PROMPT:
Could you transcribe every record below exactly as written, leaving out any pictures?

RECORD LIST:
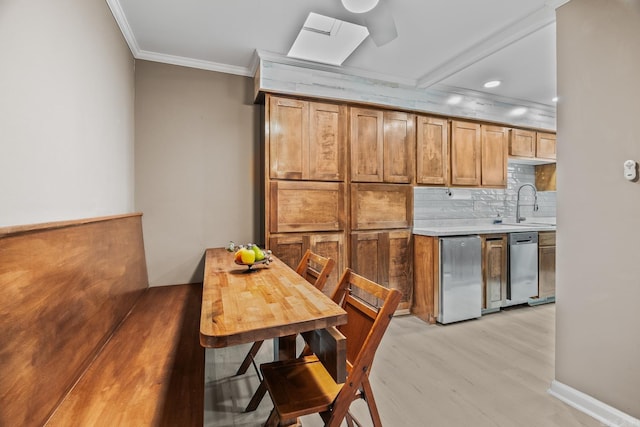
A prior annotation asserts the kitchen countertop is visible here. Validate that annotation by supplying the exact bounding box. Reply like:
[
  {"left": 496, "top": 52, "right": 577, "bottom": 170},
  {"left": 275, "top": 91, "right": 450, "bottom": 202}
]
[{"left": 413, "top": 218, "right": 556, "bottom": 236}]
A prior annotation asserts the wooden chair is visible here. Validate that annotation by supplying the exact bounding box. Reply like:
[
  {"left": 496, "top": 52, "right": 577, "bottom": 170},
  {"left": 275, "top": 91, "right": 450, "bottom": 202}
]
[
  {"left": 236, "top": 249, "right": 335, "bottom": 376},
  {"left": 260, "top": 269, "right": 401, "bottom": 427}
]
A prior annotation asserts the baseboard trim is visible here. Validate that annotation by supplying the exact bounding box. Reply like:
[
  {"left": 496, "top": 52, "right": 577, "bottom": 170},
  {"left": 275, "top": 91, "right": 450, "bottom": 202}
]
[{"left": 548, "top": 380, "right": 640, "bottom": 427}]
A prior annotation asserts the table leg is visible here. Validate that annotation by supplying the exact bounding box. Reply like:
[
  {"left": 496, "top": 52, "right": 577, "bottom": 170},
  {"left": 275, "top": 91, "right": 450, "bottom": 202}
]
[{"left": 245, "top": 335, "right": 296, "bottom": 412}]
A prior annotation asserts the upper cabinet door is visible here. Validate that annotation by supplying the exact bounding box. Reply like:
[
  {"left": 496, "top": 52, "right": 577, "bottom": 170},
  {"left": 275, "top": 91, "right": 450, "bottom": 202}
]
[
  {"left": 269, "top": 97, "right": 309, "bottom": 179},
  {"left": 536, "top": 132, "right": 556, "bottom": 160},
  {"left": 509, "top": 129, "right": 536, "bottom": 157},
  {"left": 308, "top": 102, "right": 347, "bottom": 181},
  {"left": 481, "top": 125, "right": 509, "bottom": 187},
  {"left": 269, "top": 97, "right": 347, "bottom": 181},
  {"left": 451, "top": 121, "right": 481, "bottom": 186},
  {"left": 351, "top": 107, "right": 384, "bottom": 182},
  {"left": 383, "top": 111, "right": 416, "bottom": 184},
  {"left": 416, "top": 116, "right": 449, "bottom": 185}
]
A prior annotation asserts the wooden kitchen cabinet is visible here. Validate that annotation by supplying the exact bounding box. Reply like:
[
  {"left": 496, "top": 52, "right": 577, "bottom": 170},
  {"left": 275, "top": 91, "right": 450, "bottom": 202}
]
[
  {"left": 350, "top": 107, "right": 415, "bottom": 184},
  {"left": 509, "top": 129, "right": 536, "bottom": 157},
  {"left": 268, "top": 233, "right": 347, "bottom": 296},
  {"left": 416, "top": 115, "right": 449, "bottom": 185},
  {"left": 268, "top": 181, "right": 346, "bottom": 233},
  {"left": 267, "top": 96, "right": 347, "bottom": 181},
  {"left": 451, "top": 120, "right": 482, "bottom": 187},
  {"left": 538, "top": 231, "right": 556, "bottom": 300},
  {"left": 351, "top": 183, "right": 413, "bottom": 230},
  {"left": 351, "top": 230, "right": 413, "bottom": 312},
  {"left": 536, "top": 132, "right": 556, "bottom": 160},
  {"left": 482, "top": 234, "right": 507, "bottom": 313},
  {"left": 480, "top": 125, "right": 509, "bottom": 187}
]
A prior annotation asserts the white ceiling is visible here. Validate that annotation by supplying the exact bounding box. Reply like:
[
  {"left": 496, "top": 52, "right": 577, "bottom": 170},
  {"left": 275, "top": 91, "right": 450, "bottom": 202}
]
[{"left": 107, "top": 0, "right": 568, "bottom": 106}]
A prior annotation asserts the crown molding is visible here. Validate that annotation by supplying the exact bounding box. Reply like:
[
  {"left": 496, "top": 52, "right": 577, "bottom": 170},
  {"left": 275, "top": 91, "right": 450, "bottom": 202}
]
[
  {"left": 107, "top": 0, "right": 140, "bottom": 58},
  {"left": 107, "top": 0, "right": 252, "bottom": 77},
  {"left": 134, "top": 50, "right": 254, "bottom": 77}
]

COMPLETED EXERCISE:
A prior annotation asserts the kitchen countertop is visible here. Validate that annotation by supplying the exact bounding box. Reply like:
[
  {"left": 496, "top": 52, "right": 577, "bottom": 170},
  {"left": 275, "top": 91, "right": 450, "bottom": 202}
]
[{"left": 413, "top": 218, "right": 556, "bottom": 236}]
A prior annotation asserts the wooden chair is visible here. Validate that annotation by supplying the exact bounding box. Reply like:
[
  {"left": 496, "top": 52, "right": 577, "bottom": 170},
  {"left": 275, "top": 91, "right": 450, "bottom": 202}
]
[
  {"left": 236, "top": 249, "right": 335, "bottom": 376},
  {"left": 260, "top": 269, "right": 401, "bottom": 427}
]
A prior annotation asserts the baseboard trim is visible here. Validate that annotation by supplying the exact bounding box. Reply like:
[
  {"left": 496, "top": 52, "right": 577, "bottom": 170},
  {"left": 275, "top": 91, "right": 450, "bottom": 202}
]
[{"left": 548, "top": 380, "right": 640, "bottom": 427}]
A prior annotation asserts the table leg is visible here. Validate that annotation by supplying the exact bounding box. Reply like:
[
  {"left": 496, "top": 52, "right": 577, "bottom": 170},
  {"left": 275, "top": 91, "right": 450, "bottom": 202}
]
[{"left": 245, "top": 335, "right": 296, "bottom": 412}]
A prior annotation asserts the upper cabinet door is visible here. Validate that annotation by supplying the exact bounding box. Reply like:
[
  {"left": 496, "top": 52, "right": 577, "bottom": 170},
  {"left": 275, "top": 91, "right": 450, "bottom": 202}
]
[
  {"left": 269, "top": 97, "right": 309, "bottom": 179},
  {"left": 536, "top": 132, "right": 556, "bottom": 160},
  {"left": 509, "top": 129, "right": 536, "bottom": 157},
  {"left": 308, "top": 102, "right": 347, "bottom": 181},
  {"left": 481, "top": 125, "right": 509, "bottom": 187},
  {"left": 269, "top": 97, "right": 347, "bottom": 181},
  {"left": 451, "top": 121, "right": 481, "bottom": 186},
  {"left": 351, "top": 107, "right": 384, "bottom": 182},
  {"left": 383, "top": 111, "right": 416, "bottom": 184},
  {"left": 416, "top": 116, "right": 449, "bottom": 185}
]
A prior annotation asserts the wooden kitchen cabinet is visible here. Validate that annotation by supplying the exact bounding box. Reply like:
[
  {"left": 496, "top": 52, "right": 577, "bottom": 170},
  {"left": 275, "top": 91, "right": 450, "bottom": 202}
]
[
  {"left": 350, "top": 107, "right": 415, "bottom": 184},
  {"left": 509, "top": 129, "right": 536, "bottom": 157},
  {"left": 268, "top": 233, "right": 347, "bottom": 296},
  {"left": 416, "top": 115, "right": 449, "bottom": 185},
  {"left": 268, "top": 181, "right": 346, "bottom": 233},
  {"left": 267, "top": 96, "right": 347, "bottom": 181},
  {"left": 451, "top": 120, "right": 482, "bottom": 187},
  {"left": 538, "top": 231, "right": 556, "bottom": 300},
  {"left": 351, "top": 183, "right": 413, "bottom": 230},
  {"left": 351, "top": 230, "right": 413, "bottom": 312},
  {"left": 536, "top": 132, "right": 556, "bottom": 160},
  {"left": 482, "top": 234, "right": 507, "bottom": 313},
  {"left": 480, "top": 125, "right": 509, "bottom": 187}
]
A prior annotation asserts the white ceiling is visible here. Validate that annotation by supplying the exact bounding box. Reply like:
[
  {"left": 496, "top": 52, "right": 577, "bottom": 170},
  {"left": 275, "top": 91, "right": 450, "bottom": 202}
]
[{"left": 107, "top": 0, "right": 568, "bottom": 106}]
A prior annotation asserts the crown molding is visible here. Validate that annotation by supplying the exact bounding box. Reply like:
[
  {"left": 496, "top": 52, "right": 577, "bottom": 170},
  {"left": 275, "top": 91, "right": 450, "bottom": 202}
]
[
  {"left": 107, "top": 0, "right": 140, "bottom": 58},
  {"left": 107, "top": 0, "right": 252, "bottom": 77},
  {"left": 134, "top": 50, "right": 254, "bottom": 77}
]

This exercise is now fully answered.